*EXCERPT TO READ*:
◇ ◇ ◇ ◇
Clinton also denied widespread rumors that his wife, Hillary Rodham Clinton, who was also a law school classmate of Guinier’s, had argued in favor of keeping the nominee. “Hillary played no role in this nomination or this decision,” he said.

Clinton’s action came after a day in which black lawmakers and civil rights leaders--angry, frustrated and threatening--bombarded a hunkered-down White House with calls to stand behind the nomination and not pull the plug on Guinier before she had had her day in court.

Rep. Kweisi Mfume (D-Md.), chairman of the Congressional Black Caucus, said that the lack of White House support for Guinier after she became a target of conservatives’ attacks because of her views on black political power brought to mind the way Democrats failed to support Anita Faye Hill after the Oklahoma University law school professor leveled charges of sexual harassment against Clarence Thomas during his 1991 Supreme Court confirmation hearings.
◇ ◇ ◇ ◇
*DATASET ENTRIES*:
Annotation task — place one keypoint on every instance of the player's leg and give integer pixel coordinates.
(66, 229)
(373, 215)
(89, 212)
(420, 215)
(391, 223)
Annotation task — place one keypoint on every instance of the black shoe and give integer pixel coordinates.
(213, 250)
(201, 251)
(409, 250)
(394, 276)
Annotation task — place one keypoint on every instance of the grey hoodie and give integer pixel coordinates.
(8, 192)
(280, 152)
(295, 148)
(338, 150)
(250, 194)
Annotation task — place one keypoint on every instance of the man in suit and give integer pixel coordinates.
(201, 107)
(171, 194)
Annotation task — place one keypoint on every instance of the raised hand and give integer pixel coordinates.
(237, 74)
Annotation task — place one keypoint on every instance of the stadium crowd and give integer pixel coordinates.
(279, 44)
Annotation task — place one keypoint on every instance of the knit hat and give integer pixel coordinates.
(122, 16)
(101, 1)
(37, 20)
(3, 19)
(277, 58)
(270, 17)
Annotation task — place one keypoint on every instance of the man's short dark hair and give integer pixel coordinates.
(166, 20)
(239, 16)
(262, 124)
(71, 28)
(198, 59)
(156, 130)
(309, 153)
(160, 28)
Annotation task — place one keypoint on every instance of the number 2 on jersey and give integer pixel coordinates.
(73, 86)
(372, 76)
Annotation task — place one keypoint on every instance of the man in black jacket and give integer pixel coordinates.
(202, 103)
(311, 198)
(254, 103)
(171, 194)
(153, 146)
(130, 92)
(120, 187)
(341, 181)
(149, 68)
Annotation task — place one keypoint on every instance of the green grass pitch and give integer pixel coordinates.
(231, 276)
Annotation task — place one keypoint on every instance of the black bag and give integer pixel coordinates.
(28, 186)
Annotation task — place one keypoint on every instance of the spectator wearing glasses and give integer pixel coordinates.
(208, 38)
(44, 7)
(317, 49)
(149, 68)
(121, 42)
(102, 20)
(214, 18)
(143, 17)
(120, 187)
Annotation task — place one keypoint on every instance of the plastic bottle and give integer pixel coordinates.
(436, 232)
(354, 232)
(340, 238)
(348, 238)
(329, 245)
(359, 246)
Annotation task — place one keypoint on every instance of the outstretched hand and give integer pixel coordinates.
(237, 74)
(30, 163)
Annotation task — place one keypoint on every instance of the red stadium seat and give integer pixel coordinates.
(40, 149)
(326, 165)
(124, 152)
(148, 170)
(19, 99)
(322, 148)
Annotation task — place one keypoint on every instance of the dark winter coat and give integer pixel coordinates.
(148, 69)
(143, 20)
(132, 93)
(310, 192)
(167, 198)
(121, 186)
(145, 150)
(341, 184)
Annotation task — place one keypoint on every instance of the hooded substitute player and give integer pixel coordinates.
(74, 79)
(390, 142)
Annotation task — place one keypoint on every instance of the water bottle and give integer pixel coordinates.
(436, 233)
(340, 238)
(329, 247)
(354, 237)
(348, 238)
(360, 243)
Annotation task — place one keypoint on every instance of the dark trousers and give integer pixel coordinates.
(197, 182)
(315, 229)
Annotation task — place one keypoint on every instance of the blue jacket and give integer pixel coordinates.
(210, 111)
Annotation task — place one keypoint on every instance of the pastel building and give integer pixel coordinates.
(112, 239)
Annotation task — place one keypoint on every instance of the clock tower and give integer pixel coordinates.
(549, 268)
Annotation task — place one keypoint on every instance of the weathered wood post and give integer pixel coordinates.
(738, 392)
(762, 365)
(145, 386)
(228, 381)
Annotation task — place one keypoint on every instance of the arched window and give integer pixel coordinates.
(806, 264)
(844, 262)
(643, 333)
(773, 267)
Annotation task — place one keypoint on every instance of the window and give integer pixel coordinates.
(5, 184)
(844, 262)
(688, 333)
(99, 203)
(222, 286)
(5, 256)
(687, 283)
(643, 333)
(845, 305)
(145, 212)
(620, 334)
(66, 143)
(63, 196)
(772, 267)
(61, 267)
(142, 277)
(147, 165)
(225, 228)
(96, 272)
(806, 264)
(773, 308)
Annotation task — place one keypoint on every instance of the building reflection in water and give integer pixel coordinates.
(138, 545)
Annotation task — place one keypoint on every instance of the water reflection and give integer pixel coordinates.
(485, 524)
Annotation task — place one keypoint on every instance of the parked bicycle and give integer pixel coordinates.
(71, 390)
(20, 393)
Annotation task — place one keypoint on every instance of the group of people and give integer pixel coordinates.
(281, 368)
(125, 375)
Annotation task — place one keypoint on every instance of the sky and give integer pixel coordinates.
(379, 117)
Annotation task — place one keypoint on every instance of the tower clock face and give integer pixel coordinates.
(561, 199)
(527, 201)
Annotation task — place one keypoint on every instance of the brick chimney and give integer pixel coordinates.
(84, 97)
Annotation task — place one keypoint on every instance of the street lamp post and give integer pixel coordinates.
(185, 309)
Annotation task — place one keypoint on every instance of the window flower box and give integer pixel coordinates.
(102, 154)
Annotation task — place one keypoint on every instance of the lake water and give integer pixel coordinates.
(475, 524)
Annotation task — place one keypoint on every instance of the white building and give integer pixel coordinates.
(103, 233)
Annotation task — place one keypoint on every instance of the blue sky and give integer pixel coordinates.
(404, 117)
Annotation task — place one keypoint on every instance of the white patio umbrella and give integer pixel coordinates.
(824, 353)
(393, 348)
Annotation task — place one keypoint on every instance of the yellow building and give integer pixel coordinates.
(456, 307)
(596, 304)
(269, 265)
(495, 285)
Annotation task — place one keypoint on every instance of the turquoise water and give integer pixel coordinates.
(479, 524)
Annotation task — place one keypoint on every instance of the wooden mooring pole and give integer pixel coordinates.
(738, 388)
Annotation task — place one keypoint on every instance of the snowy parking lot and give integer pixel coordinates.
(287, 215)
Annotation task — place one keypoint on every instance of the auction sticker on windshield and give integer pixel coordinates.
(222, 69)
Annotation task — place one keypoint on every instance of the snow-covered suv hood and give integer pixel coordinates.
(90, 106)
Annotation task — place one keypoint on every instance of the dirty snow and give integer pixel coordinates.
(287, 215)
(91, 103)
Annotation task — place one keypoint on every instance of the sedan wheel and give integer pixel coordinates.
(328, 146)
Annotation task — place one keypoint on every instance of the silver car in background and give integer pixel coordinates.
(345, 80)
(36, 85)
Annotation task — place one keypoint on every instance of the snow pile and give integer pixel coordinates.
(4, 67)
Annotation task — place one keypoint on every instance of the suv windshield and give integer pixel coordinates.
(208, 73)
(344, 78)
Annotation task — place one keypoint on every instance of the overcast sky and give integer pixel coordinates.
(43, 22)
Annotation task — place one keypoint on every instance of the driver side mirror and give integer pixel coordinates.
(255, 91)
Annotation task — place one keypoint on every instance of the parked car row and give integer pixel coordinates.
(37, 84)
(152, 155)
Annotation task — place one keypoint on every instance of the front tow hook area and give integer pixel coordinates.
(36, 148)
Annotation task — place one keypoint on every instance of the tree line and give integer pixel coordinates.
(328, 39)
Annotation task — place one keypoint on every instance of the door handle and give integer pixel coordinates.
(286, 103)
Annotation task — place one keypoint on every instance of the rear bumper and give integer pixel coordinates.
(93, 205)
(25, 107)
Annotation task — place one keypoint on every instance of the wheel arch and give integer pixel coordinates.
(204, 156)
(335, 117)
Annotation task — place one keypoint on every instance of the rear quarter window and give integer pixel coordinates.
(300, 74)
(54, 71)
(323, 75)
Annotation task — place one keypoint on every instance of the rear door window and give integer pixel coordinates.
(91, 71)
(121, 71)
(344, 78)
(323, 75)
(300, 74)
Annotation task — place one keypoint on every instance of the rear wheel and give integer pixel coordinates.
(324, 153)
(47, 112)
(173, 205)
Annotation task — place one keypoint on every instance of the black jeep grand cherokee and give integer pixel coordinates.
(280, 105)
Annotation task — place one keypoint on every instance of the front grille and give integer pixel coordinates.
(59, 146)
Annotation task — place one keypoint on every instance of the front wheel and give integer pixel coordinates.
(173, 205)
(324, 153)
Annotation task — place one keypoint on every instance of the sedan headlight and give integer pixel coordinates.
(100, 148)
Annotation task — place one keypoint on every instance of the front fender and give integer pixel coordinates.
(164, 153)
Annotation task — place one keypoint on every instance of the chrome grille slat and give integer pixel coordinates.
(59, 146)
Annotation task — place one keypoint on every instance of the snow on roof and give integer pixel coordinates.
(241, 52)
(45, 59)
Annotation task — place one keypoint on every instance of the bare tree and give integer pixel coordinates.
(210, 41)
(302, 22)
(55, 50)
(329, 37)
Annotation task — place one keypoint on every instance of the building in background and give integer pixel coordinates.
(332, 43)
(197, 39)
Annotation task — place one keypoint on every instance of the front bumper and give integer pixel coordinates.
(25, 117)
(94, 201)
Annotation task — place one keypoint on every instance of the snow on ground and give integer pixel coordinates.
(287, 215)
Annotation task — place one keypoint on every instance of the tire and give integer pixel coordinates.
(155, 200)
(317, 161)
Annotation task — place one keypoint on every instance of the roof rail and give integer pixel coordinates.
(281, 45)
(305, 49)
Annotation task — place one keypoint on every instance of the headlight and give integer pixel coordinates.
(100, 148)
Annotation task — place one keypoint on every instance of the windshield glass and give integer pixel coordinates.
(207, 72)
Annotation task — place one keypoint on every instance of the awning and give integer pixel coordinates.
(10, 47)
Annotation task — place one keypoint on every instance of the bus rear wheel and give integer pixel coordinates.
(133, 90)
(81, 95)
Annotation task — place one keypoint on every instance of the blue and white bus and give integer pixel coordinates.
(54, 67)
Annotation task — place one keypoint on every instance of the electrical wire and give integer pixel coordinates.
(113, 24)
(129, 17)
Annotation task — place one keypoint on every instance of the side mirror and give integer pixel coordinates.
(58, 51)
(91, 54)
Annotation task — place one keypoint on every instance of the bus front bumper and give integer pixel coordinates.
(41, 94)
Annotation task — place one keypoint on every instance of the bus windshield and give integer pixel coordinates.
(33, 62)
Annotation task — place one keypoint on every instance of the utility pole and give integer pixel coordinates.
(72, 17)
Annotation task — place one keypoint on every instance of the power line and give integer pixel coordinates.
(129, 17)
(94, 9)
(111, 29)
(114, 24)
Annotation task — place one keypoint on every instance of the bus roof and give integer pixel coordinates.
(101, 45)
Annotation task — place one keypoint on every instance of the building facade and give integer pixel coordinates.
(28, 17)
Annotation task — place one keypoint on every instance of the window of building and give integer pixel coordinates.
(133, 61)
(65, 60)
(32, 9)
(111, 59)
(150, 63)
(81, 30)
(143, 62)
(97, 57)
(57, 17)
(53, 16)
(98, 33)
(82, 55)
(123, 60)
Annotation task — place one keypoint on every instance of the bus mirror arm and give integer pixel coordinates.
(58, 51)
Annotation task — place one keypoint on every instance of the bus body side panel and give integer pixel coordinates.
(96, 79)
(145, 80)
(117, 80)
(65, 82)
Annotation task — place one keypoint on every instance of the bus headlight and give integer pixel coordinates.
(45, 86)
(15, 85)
◇ ◇ ◇ ◇
*STATED EXERCISE 1*: In the excerpt on the Guinier nomination, why did Rep. Kweisi Mfume compare the treatment of Guinier to that of Anita Faye Hill? Answer in one to three sentences.
*STATED EXERCISE 2*: Extend the excerpt on the Guinier nomination, picking up after its final sentence.
The data comes from a separate source and has no connection to the excerpt on the Guinier nomination.

*EXERCISE OUTPUT 1*: He saw the White House giving Guinier no support after conservatives attacked her views on black political power. That reminded him of how Democrats failed to support Anita Faye Hill after she accused Clarence Thomas of sexual harassment during his 1991 Supreme Court confirmation hearings.

*EXERCISE OUTPUT 2*:
Once the nomination was withdrawn, however, black leaders did not conceal their rage.

Wade Henderson, director of the Washington bureau of the National Assn. for the Advancement of Colored People, said that Guinier “becomes the first nominee to have been withdrawn by a President for reasons other than competence or character.” Calling her “a martyr to political expediency,” Henderson said that she “has been denied the right to a fair hearing . . . and the American people have been denied their right to hear directly from her.”

“Lani Guinier’s only fault was to trust her old friend, Bill Clinton,” said Roger Wilkins, a George Mason University history professor and close personal friend of the nominee.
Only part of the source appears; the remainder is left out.